Data provided |
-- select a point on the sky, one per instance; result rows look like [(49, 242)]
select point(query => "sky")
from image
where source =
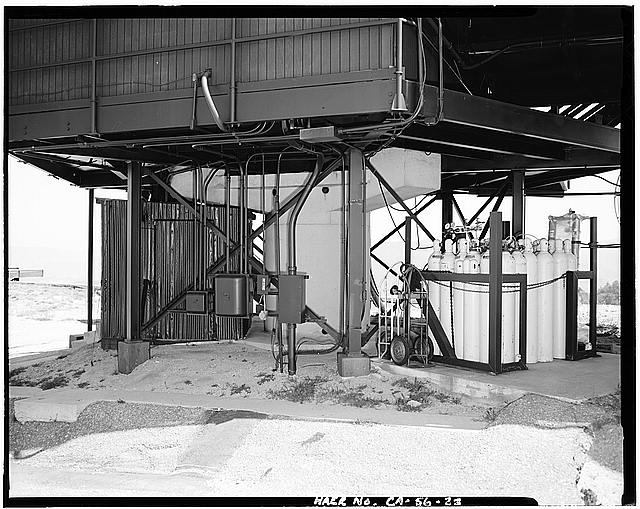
[(48, 223)]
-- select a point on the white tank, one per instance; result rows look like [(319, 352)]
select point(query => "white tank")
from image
[(572, 259), (532, 303), (471, 331), (545, 304), (520, 268), (484, 311), (560, 264), (434, 289), (508, 311), (447, 264), (458, 301)]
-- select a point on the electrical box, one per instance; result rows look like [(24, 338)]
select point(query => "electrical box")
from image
[(319, 134), (232, 295), (262, 284), (196, 303), (292, 297)]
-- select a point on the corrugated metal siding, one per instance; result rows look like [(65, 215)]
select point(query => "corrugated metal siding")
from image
[(51, 60), (167, 265), (44, 62)]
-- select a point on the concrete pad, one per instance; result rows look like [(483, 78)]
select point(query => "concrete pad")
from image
[(75, 337), (28, 360), (353, 366), (131, 354), (16, 391), (41, 408), (221, 440), (321, 412), (571, 381)]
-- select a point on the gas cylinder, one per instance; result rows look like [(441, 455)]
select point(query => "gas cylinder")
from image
[(473, 250), (560, 263), (508, 310), (471, 331), (434, 289), (458, 301), (484, 311), (520, 268), (447, 264), (532, 303), (545, 304)]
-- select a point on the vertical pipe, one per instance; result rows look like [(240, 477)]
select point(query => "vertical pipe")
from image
[(194, 262), (495, 292), (517, 204), (90, 264), (407, 262), (343, 243), (94, 98), (356, 246), (292, 268), (247, 229), (593, 286), (242, 222), (133, 252), (447, 211), (227, 203)]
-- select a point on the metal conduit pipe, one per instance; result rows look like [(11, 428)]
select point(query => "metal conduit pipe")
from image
[(242, 223), (210, 103), (205, 263), (194, 183), (291, 262), (227, 202), (399, 103)]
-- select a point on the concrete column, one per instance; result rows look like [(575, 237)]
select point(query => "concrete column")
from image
[(90, 264), (132, 351), (353, 362)]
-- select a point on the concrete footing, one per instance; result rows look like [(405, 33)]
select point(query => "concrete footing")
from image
[(353, 366), (131, 354)]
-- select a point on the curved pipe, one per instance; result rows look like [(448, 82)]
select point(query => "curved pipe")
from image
[(293, 219), (212, 107)]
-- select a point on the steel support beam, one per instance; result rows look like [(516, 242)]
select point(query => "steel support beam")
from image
[(497, 116), (133, 252), (495, 209), (399, 227), (90, 263), (486, 203), (517, 204), (397, 197)]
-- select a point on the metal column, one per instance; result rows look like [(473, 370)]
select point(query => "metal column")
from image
[(132, 351), (495, 292), (354, 363), (90, 264), (133, 251), (517, 204)]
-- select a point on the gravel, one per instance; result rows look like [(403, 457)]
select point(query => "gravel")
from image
[(600, 416), (106, 416)]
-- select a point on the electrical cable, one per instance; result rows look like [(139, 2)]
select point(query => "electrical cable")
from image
[(607, 180)]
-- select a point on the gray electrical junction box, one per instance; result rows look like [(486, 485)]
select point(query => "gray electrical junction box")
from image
[(231, 295), (292, 295)]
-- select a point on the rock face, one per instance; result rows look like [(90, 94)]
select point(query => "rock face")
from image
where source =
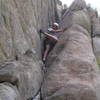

Action item | Reproduce the entries above exactly, without images.

Answer section |
-- select a point on the sky, one per instance; result rows look like [(49, 242)]
select point(query => "sky")
from image
where source =
[(48, 223)]
-- select a point on the white tank, one per instance; result rows look like [(319, 352)]
select point(query => "white tank")
from image
[(572, 259), (532, 303), (471, 331), (545, 304), (520, 268), (484, 311), (560, 264), (434, 289), (508, 311), (447, 264), (458, 301)]
-- select a point on the electrical box, one per instance; result rows look like [(24, 338)]
select point(query => "electrical box")
from image
[(319, 134), (232, 295), (262, 284), (196, 303), (292, 297)]
-- select a point on the corrugated metal siding, one per instance; result rows look like [(65, 215)]
select point(query => "corrugated metal siding")
from image
[(51, 60), (167, 265), (44, 62)]
-- select a point on the concrete pad, one per instance; result rows look like [(483, 78)]
select point(query => "concrete pad")
from image
[(75, 337), (28, 360), (353, 366), (131, 354), (16, 391), (41, 408), (221, 440), (321, 412), (571, 381)]
-- select a point on the gas cylinder, one per instance; result rows look like [(441, 455)]
select point(query => "gas cylinder")
from image
[(473, 250), (560, 263), (508, 310), (471, 331), (434, 289), (458, 301), (484, 311), (520, 268), (447, 264), (532, 303), (545, 304)]
-- select a point on the vertical pipe, one per instance; result rows look like [(240, 477)]
select point(query => "vertical pipe")
from image
[(194, 262), (495, 292), (517, 204), (90, 264), (407, 262), (343, 243), (94, 98), (356, 246), (292, 268), (247, 229), (593, 286), (242, 222), (133, 252), (447, 211), (227, 203)]
-- select a point on the metal conduit pipe, one per instance; result rows look like [(11, 428)]
select point(query => "metal conduit pipe")
from image
[(242, 223), (210, 103), (205, 263), (194, 183), (291, 262), (227, 202), (399, 103)]
-- select a point on the concrete column, one per instance; result rows look like [(575, 237)]
select point(query => "concrete column")
from image
[(90, 264), (132, 351), (353, 362)]
-- select a point on the concrete footing, one per instance; result rows look like [(405, 33)]
select point(query => "concrete footing")
from image
[(353, 366), (131, 354)]
-- select a point on the curved pipe, one per instance; result rows look like [(448, 82)]
select point(query => "curved pipe")
from image
[(293, 219), (212, 107)]
-- select a point on the steel support beam, one per instance; result rows look like [(516, 242)]
select point(query => "steel support beam")
from image
[(497, 116), (133, 252), (495, 209), (399, 227), (90, 263), (486, 203), (517, 204), (397, 197)]
-- select a point on the metal column, one per instance; result rows look like [(473, 370)]
select point(query => "metal column")
from image
[(132, 351), (495, 292), (354, 363), (90, 264), (133, 251), (517, 204)]
-- select a point on the gravel, one per instance; result rows look like [(403, 457)]
select point(query => "gravel")
from image
[(600, 416), (106, 416)]
-- select a point on the electrical cable, one per instance; result rows look like [(139, 2)]
select point(query => "electrical cable")
from image
[(607, 180)]
-- select a point on the gray electrical junction box, one per instance; result rows look like [(486, 485)]
select point(query => "gray electrical junction box")
from image
[(231, 295), (292, 295)]
-- select a point on the rock face, one per instance; result rows look like [(90, 94)]
select point(query => "rock face")
from image
where source =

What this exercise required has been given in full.